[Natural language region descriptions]
┌────────

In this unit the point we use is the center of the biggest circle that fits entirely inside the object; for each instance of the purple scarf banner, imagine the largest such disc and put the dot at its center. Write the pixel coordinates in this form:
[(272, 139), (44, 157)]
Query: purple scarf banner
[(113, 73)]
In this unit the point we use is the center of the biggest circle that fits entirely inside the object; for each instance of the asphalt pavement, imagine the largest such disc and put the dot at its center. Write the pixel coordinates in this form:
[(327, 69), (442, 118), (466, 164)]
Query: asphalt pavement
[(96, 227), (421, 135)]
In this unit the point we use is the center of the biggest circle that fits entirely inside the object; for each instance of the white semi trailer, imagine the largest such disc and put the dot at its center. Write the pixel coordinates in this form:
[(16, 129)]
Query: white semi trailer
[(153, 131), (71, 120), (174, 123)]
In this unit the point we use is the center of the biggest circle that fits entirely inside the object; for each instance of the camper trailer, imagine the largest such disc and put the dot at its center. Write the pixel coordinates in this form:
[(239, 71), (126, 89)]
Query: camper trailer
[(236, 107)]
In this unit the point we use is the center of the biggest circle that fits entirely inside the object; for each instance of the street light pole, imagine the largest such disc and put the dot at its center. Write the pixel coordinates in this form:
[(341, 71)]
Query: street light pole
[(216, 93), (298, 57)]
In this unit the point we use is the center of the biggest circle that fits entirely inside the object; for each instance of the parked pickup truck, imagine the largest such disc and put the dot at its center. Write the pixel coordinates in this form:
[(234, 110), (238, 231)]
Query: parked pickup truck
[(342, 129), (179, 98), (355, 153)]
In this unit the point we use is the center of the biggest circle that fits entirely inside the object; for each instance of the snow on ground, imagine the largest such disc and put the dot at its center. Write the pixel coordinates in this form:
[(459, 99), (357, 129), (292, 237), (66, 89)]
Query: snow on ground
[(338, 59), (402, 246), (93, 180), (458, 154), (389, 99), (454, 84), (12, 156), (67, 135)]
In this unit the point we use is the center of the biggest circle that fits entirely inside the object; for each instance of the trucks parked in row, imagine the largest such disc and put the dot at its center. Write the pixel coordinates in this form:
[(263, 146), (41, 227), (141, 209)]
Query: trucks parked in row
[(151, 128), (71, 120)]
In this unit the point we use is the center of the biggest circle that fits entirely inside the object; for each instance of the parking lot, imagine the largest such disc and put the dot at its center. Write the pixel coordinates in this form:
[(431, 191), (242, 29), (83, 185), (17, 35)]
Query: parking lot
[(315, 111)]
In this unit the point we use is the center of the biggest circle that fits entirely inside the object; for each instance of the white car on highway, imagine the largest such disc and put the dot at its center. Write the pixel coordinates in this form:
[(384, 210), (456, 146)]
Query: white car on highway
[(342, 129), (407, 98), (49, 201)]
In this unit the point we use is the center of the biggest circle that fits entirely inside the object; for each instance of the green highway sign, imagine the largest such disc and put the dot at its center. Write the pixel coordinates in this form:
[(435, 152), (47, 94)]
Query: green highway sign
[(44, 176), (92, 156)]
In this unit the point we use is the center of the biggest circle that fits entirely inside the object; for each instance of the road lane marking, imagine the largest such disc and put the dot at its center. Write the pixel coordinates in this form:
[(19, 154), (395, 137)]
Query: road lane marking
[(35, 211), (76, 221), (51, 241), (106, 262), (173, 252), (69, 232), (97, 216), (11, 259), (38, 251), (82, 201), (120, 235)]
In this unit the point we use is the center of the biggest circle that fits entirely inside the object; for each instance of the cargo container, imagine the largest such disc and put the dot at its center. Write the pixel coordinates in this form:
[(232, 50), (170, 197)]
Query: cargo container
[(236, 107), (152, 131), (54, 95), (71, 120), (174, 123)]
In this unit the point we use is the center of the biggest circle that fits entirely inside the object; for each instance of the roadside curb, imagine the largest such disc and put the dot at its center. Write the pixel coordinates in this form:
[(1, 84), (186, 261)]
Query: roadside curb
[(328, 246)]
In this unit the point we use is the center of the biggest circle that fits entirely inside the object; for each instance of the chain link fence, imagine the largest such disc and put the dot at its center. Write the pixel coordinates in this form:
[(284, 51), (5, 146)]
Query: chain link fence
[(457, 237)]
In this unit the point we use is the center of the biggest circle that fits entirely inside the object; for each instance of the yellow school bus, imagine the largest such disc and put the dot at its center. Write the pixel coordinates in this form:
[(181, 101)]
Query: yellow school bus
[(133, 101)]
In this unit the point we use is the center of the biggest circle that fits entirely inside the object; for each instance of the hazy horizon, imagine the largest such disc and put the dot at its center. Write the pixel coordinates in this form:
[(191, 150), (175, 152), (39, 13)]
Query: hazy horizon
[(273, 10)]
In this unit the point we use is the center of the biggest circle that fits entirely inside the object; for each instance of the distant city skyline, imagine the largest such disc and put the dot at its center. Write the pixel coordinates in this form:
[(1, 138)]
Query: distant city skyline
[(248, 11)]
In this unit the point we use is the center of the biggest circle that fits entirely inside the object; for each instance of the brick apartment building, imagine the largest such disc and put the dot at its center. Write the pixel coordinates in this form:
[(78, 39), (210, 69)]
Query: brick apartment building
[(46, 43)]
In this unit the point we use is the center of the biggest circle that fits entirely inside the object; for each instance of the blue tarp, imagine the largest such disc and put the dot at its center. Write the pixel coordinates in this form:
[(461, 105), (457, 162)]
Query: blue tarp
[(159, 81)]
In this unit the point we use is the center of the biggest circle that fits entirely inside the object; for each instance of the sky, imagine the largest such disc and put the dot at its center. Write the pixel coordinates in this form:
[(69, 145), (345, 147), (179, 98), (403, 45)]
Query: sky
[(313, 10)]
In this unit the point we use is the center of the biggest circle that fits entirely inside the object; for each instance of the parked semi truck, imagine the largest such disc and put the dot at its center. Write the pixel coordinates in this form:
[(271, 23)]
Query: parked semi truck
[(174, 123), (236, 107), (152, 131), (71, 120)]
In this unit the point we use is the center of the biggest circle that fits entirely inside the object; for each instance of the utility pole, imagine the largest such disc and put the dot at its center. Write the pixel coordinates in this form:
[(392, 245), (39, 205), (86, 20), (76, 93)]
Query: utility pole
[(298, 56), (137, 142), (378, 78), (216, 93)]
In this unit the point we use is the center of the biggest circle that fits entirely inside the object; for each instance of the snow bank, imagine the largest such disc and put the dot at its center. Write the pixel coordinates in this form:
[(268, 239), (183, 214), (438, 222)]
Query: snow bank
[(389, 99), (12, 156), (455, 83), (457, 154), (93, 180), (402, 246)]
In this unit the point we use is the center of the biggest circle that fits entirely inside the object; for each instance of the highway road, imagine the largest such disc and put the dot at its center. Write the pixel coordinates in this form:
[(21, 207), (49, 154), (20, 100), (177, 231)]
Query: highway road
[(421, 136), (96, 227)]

└────────

▶ What needs to be done:
Each entry above must be retyped exactly.

▶ Expected answer:
In this unit the point we use is the center of the biggest circle that fits entirely inside the object; for each instance of the purple scarf banner, imagine the largest such disc and put the dot at its center. Write the pixel coordinates in this form:
[(272, 139), (44, 157)]
Query: purple scarf banner
[(113, 73)]
In this unit the point we use is the center of the biggest circle that fits entirely inside the object; for each instance of the asphalt pavement, imagine the largest such disc and put the dot at its center. Write the pixel coordinates in this form:
[(327, 69), (442, 118), (466, 164)]
Query: asphalt pavement
[(96, 227), (421, 135)]
In this unit the point we use is the center of the biggest circle that fits entirely inside the object; for each instance of the white semi trailer, imagine the largest such disc and put the dot at its center. Write the pixel coordinates in this form:
[(16, 129)]
Query: white semi trailer
[(153, 131), (71, 120), (174, 123)]
In this unit the point we use is the center of the biggest circle that fits entirely inside the object; for each instance of the camper trailer, imagine the largest such disc and put the dot at its center. Write the pixel coordinates in this form:
[(239, 71), (126, 89)]
Query: camper trailer
[(236, 107)]
In this unit the point we use is the center of the biggest circle that fits entirely inside the object; for each instance of the street light pole, imagine the largest such disc and put the dot at its center. Write the pixel coordinates in this form:
[(341, 71)]
Query: street light pole
[(216, 93), (298, 57)]
In this unit the point we use is the center of the biggest circle that fits entirely inside the object; for each instance of the parked pickup truck, imagine the largest such disc and put the dot at its center. Write the pixel coordinates in this form:
[(234, 110), (238, 231)]
Query: parked pickup truck
[(342, 129), (179, 98), (355, 153)]
In this unit the point we use is the center of the biggest circle that fits entirely inside the object; for each instance of the snow on ground, imagine the largest such disc and put the dot at its center. Write the pixel coordinates in this form:
[(459, 99), (357, 129), (292, 237), (66, 89)]
Query: snow on ground
[(338, 59), (402, 246), (93, 180), (458, 154), (389, 99), (454, 84), (12, 156), (67, 135)]
In this unit the point we use is the center of the biggest circle that fits entirely inside the object; for each instance of the trucks parked in row, imagine the largest such disc and put the dot at its center. Write the pixel coordinates in this form:
[(263, 146), (41, 227), (141, 209)]
Query: trucks parked in row
[(151, 128), (71, 120)]
In this unit the point we use is the center of the biggest circle that fits entirely inside the object; for each instance of the parking lot, imagine the largest such disc and put the dot at its center. Write the pixel coordinates in this form:
[(431, 191), (242, 29), (83, 185), (17, 35)]
Query: parking lot
[(315, 111)]
In this unit the point we use is the center of the biggest circle that fits entirely inside the object; for each instance of the white car on highway, imagine the largest such disc and put the dot at its center. Write the pixel coordinates in this form:
[(384, 210), (456, 146)]
Query: white car on highway
[(342, 129), (407, 98), (49, 201)]
In this unit the point we use is the center of the biggest circle that fits entirely inside the object; for each instance of the green highway sign, imagine the largest such disc and put the dot at its center. Write the pixel coordinates in this form:
[(435, 152), (47, 94)]
Query: green highway sign
[(44, 176), (92, 156)]
In this unit the point we use is the center of the biggest circle that fits entirely inside the object; for each instance of the road lane marking, imagine the largest such disc and put the dot at its center. Write the pixel coordinates in this form:
[(19, 154), (395, 137)]
Query: road lane marking
[(35, 211), (76, 221), (51, 241), (106, 262), (173, 252), (69, 232), (97, 216), (11, 259), (38, 251), (82, 201), (120, 235)]
In this unit the point we use is the center of the biggest circle that fits entirely inside the object; for each instance of the cargo container, imagine the largest such disc and put the dot at its center. Write the pixel coordinates in this form:
[(232, 50), (170, 197)]
Query: cargo container
[(236, 107), (152, 131), (54, 95), (71, 120), (174, 123)]
In this unit the point we use is the center of the biggest circle that fits entirely inside the object; for each instance of the roadside curb, imagine the largest such disc and put the dot at its center. Write the pixel coordinates in this form:
[(1, 84), (186, 261)]
Query: roadside curb
[(328, 246)]
In this unit the point we use is the center of the biggest circle that fits entirely inside the object; for each instance of the chain link fence, imagine the largest such disc and put the dot at its center. Write the pixel coordinates in this form:
[(284, 51), (5, 146)]
Query: chain link fence
[(457, 237)]
In this unit the point we use is the center of the biggest circle that fits entirely inside the object; for each instance of the yellow school bus, imagine the largest such disc and put the dot at its center. Write the pixel coordinates in this form:
[(181, 101)]
Query: yellow school bus
[(133, 101)]
In this unit the point we use is the center of the biggest circle that fits entirely inside the object; for each instance of the hazy horizon, imagine the largest such disc and put the dot at its center. Write the pixel coordinates in this form:
[(191, 150), (175, 152), (39, 13)]
Query: hazy horizon
[(273, 10)]
In this unit the point we use is the center of the biggest circle that fits entirely inside the object; for each instance of the distant city skyline, imagine the largest such disc and put the dot at its center. Write the pixel coordinates in this form:
[(1, 138)]
Query: distant city skyline
[(248, 11)]
In this unit the point we use is the center of the biggest circle that fits entirely inside the object; for each instance of the brick apartment building, imagine the largest such disc and put the dot at its center. Write the pixel coordinates in this form:
[(78, 39), (210, 69)]
Query: brick apartment building
[(46, 43)]
In this unit the point we use is the center of the biggest circle that fits entirely inside the object; for each instance of the blue tarp, imagine the largest such disc and put the dot at its center. Write the pixel coordinates in this form:
[(461, 105), (457, 162)]
Query: blue tarp
[(159, 81)]
In this unit the point we use is the center of the biggest circle that fits entirely inside the object; for each instance of the sky, imagine the largest such disc and put the dot at its center. Write the pixel coordinates in this form:
[(69, 145), (345, 147), (179, 98), (403, 45)]
Query: sky
[(313, 10)]
In this unit the point we use is the center of the biggest circle that fits entirely inside the object; for each instance of the parked semi truck, imagine the largest such disc and put the dot at its center. Write the pixel coordinates in this form:
[(271, 23)]
Query: parked semi truck
[(174, 123), (236, 107), (152, 131), (71, 120)]
In this unit the point we use is the center of the biggest circle that fits entirely inside the object; for each instance of the utility pole, imagine the largest such disc and put the dot at its center. Write the pixel coordinates in this form:
[(392, 245), (39, 205), (86, 20), (76, 93)]
Query: utility pole
[(298, 56), (137, 142), (378, 78), (216, 93)]
In this unit the point we use is the center of the biggest circle that fits entirely inside the object; for each instance of the snow bank, imagine the largest such disc and put the dot at its center. Write the pixel coordinates in this form:
[(268, 239), (183, 214), (438, 222)]
Query: snow bank
[(389, 99), (12, 156), (455, 83), (457, 154), (93, 180), (402, 246)]
In this unit the point we use is the center of the biggest circle that fits entirely inside the object; for each instance of the highway road, imagine the largest such disc and put the dot at its center. Write the pixel coordinates in this form:
[(21, 207), (49, 154), (20, 100), (177, 231)]
Query: highway road
[(421, 136), (96, 227)]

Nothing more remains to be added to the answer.